Coordinate labeling data
━━━━━━━━━━━━━━━━━━━━
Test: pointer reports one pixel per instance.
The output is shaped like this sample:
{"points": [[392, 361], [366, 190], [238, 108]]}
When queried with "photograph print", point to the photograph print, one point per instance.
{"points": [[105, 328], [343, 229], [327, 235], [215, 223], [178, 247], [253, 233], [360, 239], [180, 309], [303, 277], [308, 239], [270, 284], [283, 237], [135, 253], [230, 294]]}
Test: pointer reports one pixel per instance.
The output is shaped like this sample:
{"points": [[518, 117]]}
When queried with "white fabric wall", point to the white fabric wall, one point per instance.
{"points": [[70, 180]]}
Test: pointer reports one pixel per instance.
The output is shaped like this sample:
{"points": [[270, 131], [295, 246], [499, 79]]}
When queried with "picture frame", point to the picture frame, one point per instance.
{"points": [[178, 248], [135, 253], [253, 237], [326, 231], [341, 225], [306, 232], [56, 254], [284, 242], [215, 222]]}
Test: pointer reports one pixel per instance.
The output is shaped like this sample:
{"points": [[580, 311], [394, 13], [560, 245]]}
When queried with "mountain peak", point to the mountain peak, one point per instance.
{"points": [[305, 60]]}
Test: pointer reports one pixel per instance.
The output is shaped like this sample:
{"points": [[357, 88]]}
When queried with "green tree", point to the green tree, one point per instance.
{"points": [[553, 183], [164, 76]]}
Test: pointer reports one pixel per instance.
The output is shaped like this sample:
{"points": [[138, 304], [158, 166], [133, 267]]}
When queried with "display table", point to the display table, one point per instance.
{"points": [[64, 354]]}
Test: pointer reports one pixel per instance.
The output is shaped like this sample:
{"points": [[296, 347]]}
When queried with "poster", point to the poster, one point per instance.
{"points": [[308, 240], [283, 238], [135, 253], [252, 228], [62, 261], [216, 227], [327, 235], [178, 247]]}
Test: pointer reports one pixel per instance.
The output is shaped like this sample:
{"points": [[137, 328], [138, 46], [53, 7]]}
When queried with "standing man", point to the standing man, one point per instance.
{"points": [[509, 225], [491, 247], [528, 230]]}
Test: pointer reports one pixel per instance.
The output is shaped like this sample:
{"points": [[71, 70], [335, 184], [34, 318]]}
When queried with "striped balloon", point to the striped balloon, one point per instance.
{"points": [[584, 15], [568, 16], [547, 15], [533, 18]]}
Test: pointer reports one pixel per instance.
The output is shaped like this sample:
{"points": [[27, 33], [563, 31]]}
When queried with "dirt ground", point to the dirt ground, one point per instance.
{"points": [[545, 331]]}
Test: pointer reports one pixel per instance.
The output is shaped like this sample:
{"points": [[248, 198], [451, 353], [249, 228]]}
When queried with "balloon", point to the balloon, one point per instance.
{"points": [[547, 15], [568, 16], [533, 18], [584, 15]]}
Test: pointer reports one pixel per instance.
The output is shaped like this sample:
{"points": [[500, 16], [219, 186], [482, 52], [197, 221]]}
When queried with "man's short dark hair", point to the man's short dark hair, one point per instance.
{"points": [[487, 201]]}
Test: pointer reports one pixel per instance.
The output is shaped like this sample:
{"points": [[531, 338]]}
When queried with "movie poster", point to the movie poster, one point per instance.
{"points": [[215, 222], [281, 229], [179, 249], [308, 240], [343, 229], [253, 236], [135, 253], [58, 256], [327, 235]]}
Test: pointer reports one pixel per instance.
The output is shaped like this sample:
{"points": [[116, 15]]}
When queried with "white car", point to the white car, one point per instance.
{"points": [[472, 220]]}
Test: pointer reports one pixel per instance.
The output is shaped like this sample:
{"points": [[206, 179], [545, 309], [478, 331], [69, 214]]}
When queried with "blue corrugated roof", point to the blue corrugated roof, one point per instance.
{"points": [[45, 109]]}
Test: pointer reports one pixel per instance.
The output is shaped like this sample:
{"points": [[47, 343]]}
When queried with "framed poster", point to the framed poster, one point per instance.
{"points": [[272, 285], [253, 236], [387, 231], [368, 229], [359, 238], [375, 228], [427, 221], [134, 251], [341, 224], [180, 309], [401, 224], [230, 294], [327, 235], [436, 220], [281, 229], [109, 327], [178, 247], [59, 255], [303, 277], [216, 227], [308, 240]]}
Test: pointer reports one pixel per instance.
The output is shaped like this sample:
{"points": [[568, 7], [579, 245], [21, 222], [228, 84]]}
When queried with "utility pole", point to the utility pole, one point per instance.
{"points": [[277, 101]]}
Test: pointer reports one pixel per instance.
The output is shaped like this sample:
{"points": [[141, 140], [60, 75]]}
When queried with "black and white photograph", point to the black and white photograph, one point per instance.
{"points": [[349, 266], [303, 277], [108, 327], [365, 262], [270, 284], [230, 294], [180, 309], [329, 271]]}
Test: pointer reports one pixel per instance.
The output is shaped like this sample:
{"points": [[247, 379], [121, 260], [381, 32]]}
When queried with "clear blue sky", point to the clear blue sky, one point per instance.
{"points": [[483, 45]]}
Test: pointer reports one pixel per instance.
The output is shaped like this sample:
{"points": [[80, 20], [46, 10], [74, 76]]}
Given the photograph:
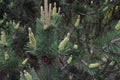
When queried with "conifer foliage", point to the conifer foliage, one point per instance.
{"points": [[59, 40]]}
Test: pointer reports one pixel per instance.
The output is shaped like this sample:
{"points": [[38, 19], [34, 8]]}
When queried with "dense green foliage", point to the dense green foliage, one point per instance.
{"points": [[78, 41]]}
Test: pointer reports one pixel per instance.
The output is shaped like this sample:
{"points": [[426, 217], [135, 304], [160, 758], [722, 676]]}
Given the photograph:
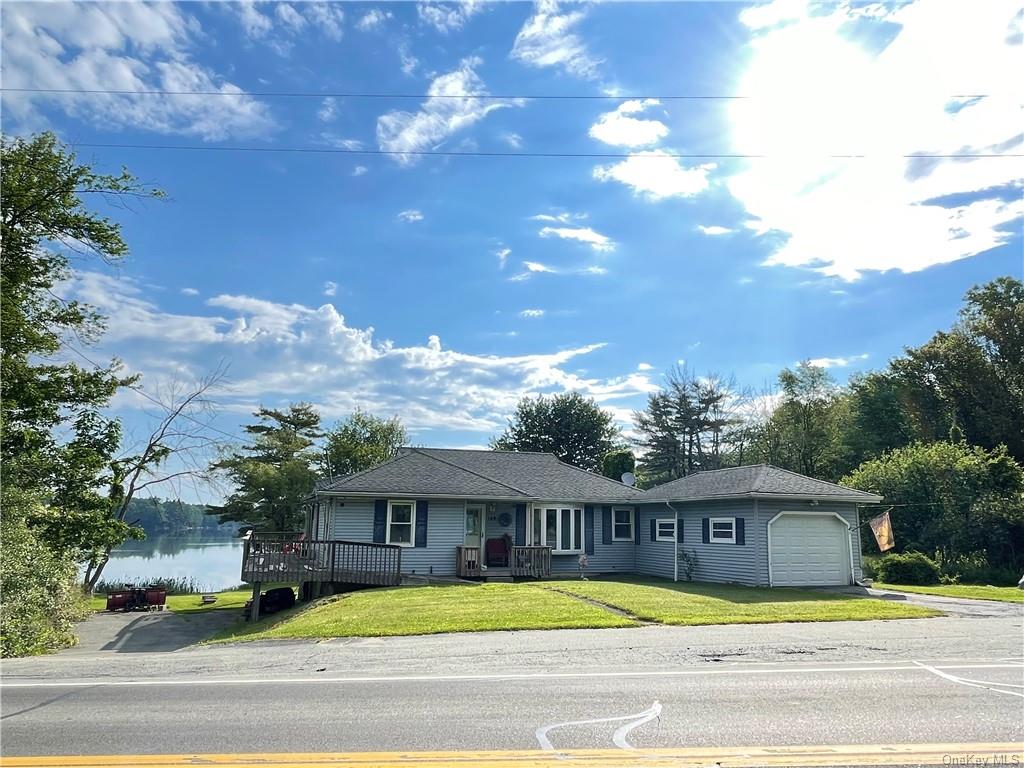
━━━━━━━━━━━━━━━━━━━━
— Problem details —
Locate every line in the items above that contains the word "foliage", and copy each of those lines.

— Output of the exercise —
When queried with "conifer foliage", point to the conifer foliage, one point per instance.
When queried with "dense green foliage", point to the dense green foliage, one point per instance.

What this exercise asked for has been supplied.